> _What is needed_
Write out the line with "Spot the white swan, then" and every later line through the end of the data below, exactly as given, with no pictures in the copy.

> _Excerpts from point annotation data_
____
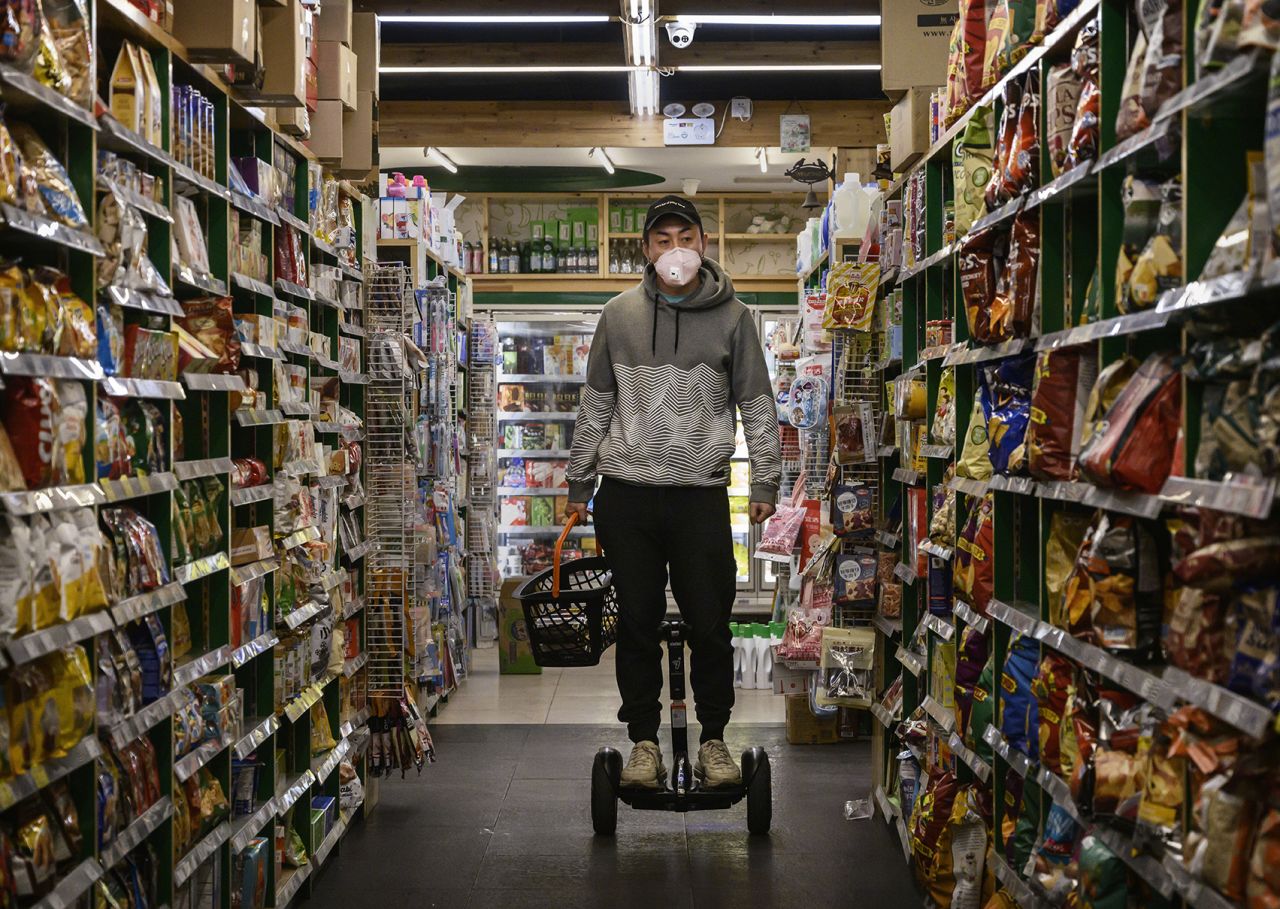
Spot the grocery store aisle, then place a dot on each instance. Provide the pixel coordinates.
(503, 821)
(577, 695)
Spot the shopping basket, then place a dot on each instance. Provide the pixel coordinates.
(571, 611)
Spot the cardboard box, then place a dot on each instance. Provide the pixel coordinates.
(360, 135)
(805, 729)
(334, 22)
(515, 656)
(366, 40)
(337, 67)
(327, 131)
(284, 35)
(915, 36)
(216, 31)
(909, 128)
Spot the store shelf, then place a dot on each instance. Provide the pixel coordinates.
(246, 828)
(201, 567)
(144, 604)
(259, 731)
(72, 886)
(200, 853)
(193, 470)
(46, 772)
(201, 666)
(36, 644)
(132, 836)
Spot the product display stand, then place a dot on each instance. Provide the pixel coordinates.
(197, 493)
(1082, 563)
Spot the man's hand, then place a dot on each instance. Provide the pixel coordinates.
(762, 512)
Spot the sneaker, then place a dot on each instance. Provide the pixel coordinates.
(644, 767)
(716, 766)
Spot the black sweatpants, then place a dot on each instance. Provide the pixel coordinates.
(644, 533)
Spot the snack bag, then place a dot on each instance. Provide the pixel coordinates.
(1136, 447)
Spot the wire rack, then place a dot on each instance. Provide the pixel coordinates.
(392, 475)
(483, 426)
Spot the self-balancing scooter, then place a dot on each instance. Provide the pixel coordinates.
(572, 624)
(684, 793)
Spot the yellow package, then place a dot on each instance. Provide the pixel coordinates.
(45, 595)
(974, 462)
(321, 739)
(73, 691)
(179, 631)
(1065, 535)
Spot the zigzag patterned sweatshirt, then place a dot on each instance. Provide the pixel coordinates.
(662, 383)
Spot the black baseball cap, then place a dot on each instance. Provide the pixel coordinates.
(673, 206)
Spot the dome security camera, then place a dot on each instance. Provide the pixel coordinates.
(681, 33)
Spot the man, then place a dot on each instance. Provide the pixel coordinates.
(671, 360)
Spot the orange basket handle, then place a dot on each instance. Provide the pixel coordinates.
(560, 547)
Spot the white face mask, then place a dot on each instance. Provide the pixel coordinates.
(679, 266)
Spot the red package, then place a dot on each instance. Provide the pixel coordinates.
(1063, 380)
(1136, 447)
(30, 414)
(978, 282)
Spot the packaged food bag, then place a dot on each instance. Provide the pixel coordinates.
(1061, 387)
(973, 570)
(1019, 712)
(1136, 447)
(972, 163)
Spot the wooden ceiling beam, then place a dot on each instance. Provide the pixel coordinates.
(558, 124)
(595, 54)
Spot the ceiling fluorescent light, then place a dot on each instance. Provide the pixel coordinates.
(782, 68)
(444, 160)
(603, 158)
(496, 19)
(506, 69)
(814, 21)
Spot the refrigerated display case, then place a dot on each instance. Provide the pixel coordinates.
(542, 369)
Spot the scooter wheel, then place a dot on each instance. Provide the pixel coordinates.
(606, 776)
(759, 790)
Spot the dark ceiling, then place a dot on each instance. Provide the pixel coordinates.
(544, 41)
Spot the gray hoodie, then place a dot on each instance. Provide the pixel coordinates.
(662, 383)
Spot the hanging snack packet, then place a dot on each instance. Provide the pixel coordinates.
(851, 508)
(1063, 380)
(974, 462)
(1159, 266)
(1134, 450)
(55, 187)
(972, 167)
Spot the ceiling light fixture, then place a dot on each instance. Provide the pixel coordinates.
(507, 69)
(444, 160)
(781, 68)
(603, 158)
(496, 19)
(814, 21)
(644, 92)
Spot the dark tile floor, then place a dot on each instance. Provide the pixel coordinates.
(503, 822)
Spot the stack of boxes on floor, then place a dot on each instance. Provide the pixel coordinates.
(1079, 634)
(182, 619)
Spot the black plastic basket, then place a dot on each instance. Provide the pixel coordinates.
(571, 611)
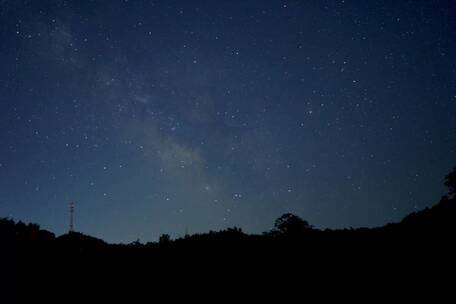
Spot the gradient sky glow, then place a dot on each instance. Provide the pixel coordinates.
(173, 116)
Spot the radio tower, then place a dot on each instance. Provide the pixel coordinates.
(71, 217)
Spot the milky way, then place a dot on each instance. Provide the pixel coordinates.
(187, 116)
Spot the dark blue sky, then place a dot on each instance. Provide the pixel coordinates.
(173, 116)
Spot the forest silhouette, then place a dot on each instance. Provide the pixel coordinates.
(419, 246)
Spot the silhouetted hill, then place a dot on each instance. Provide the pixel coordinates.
(418, 249)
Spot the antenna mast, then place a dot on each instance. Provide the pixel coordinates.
(71, 217)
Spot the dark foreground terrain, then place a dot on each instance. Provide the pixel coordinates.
(414, 255)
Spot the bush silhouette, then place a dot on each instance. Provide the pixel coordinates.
(291, 224)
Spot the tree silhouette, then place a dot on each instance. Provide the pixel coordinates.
(450, 181)
(291, 224)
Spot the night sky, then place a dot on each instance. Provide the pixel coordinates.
(188, 116)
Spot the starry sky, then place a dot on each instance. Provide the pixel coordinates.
(188, 116)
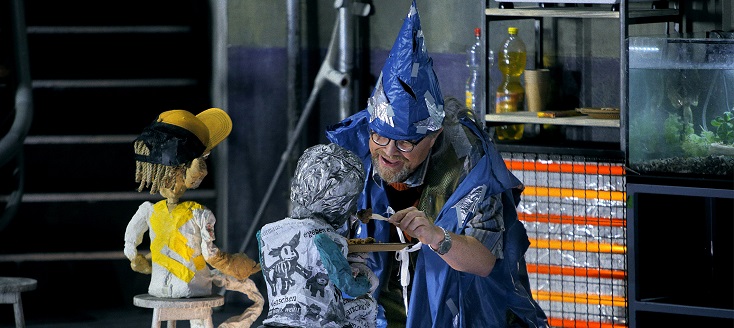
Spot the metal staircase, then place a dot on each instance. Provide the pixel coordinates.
(99, 73)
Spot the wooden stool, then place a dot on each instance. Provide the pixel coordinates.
(10, 289)
(173, 309)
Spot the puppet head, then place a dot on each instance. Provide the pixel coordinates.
(167, 148)
(326, 184)
(407, 103)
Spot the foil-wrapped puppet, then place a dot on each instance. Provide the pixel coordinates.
(170, 158)
(305, 261)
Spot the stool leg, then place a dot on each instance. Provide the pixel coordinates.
(18, 308)
(156, 319)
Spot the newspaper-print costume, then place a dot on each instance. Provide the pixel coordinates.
(303, 257)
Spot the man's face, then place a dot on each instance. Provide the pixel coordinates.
(394, 165)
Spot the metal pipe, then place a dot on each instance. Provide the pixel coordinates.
(11, 145)
(345, 60)
(326, 73)
(12, 142)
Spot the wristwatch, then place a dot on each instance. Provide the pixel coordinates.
(445, 245)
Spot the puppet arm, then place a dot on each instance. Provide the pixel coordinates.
(340, 272)
(134, 233)
(237, 265)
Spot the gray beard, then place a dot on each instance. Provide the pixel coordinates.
(390, 177)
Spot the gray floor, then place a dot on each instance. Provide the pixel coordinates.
(114, 318)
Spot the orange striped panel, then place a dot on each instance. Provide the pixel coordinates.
(605, 169)
(619, 196)
(588, 299)
(567, 323)
(568, 219)
(579, 246)
(576, 271)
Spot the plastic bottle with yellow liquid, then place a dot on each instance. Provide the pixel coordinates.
(510, 95)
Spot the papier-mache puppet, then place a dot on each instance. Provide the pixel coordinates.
(312, 279)
(170, 157)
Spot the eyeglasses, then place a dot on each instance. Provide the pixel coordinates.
(405, 146)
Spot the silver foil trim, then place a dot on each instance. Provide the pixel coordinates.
(378, 105)
(469, 203)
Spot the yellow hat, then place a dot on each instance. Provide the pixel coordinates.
(210, 126)
(178, 136)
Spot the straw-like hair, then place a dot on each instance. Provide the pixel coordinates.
(155, 176)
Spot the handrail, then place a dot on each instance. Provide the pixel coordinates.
(11, 145)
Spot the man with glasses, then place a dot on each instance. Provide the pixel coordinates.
(435, 174)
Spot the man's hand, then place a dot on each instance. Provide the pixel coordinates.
(416, 224)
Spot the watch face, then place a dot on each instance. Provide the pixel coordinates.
(445, 245)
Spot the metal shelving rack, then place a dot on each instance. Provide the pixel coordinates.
(618, 11)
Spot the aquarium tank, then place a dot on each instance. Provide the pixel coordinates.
(681, 107)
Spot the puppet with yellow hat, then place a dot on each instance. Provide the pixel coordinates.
(170, 157)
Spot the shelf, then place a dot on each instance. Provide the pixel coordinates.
(661, 15)
(532, 118)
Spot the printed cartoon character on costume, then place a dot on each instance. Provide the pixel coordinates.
(310, 280)
(170, 158)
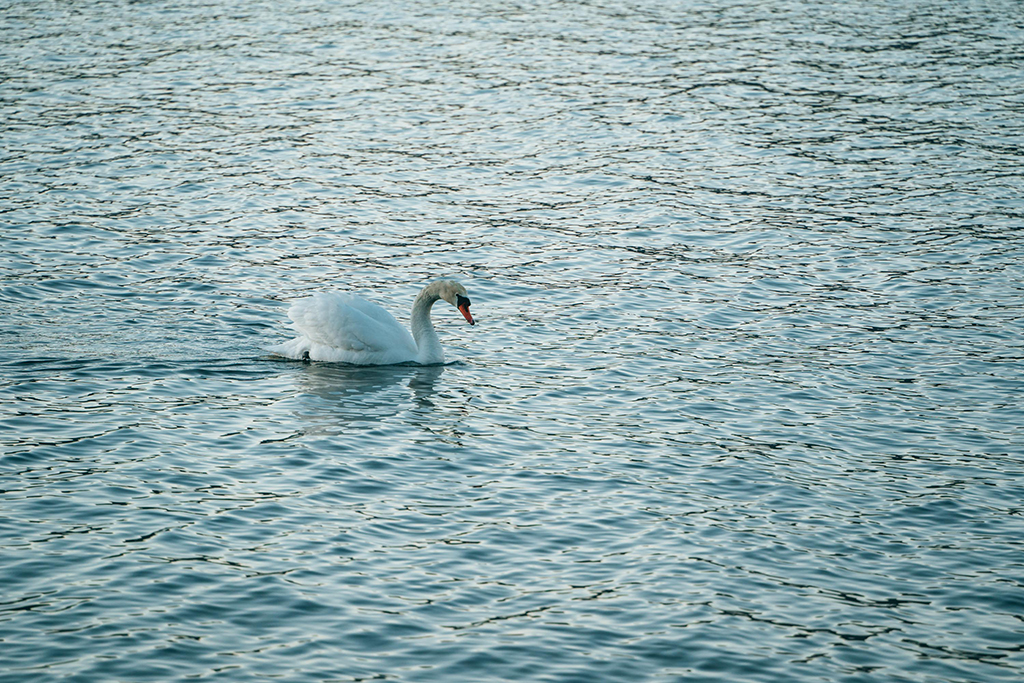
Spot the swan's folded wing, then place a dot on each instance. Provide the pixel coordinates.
(348, 323)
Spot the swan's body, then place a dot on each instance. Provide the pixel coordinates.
(343, 328)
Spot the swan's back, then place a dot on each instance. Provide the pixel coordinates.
(343, 328)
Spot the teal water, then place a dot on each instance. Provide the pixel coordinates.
(743, 399)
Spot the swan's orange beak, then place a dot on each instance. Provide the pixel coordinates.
(462, 303)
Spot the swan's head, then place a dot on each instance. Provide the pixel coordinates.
(456, 295)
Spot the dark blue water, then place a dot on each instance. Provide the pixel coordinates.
(743, 399)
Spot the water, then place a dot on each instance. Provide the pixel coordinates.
(743, 402)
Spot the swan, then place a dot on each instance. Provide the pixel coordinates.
(344, 328)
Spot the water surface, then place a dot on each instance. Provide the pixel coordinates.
(743, 398)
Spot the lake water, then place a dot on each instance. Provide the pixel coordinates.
(744, 397)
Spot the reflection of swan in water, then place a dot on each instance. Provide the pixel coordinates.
(344, 394)
(343, 328)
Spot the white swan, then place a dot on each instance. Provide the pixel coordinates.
(343, 328)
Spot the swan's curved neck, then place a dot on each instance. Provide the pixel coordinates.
(427, 345)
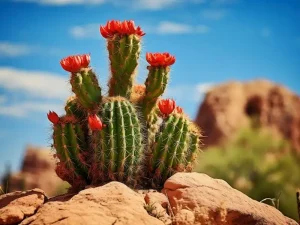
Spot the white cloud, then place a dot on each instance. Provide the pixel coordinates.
(224, 2)
(169, 27)
(86, 31)
(213, 14)
(154, 4)
(36, 92)
(2, 99)
(265, 32)
(132, 4)
(9, 49)
(23, 109)
(64, 2)
(34, 83)
(188, 93)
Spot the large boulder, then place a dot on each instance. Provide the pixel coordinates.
(199, 199)
(113, 203)
(15, 206)
(228, 107)
(187, 199)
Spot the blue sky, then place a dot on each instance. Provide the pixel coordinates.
(213, 40)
____
> _Result below_
Spot the white swan, then place a dot on each instance. Provide the pixel coordinates.
(343, 328)
Spot the swan's curved neck, then place a dot on each instance. Provide the pixel coordinates.
(427, 345)
Spot the white cloud, then place a dot on each instance. Provide the pixel coordinates.
(224, 2)
(169, 27)
(86, 31)
(213, 14)
(154, 4)
(36, 92)
(2, 99)
(265, 32)
(132, 4)
(9, 49)
(23, 109)
(64, 2)
(34, 83)
(188, 93)
Spot the large boulder, then place a dot on each instance. Provide the pixel coordinates.
(199, 199)
(113, 203)
(15, 206)
(228, 107)
(187, 199)
Spot the blue sky, then place a dot on each instance. Provide the pixel coordinates.
(213, 40)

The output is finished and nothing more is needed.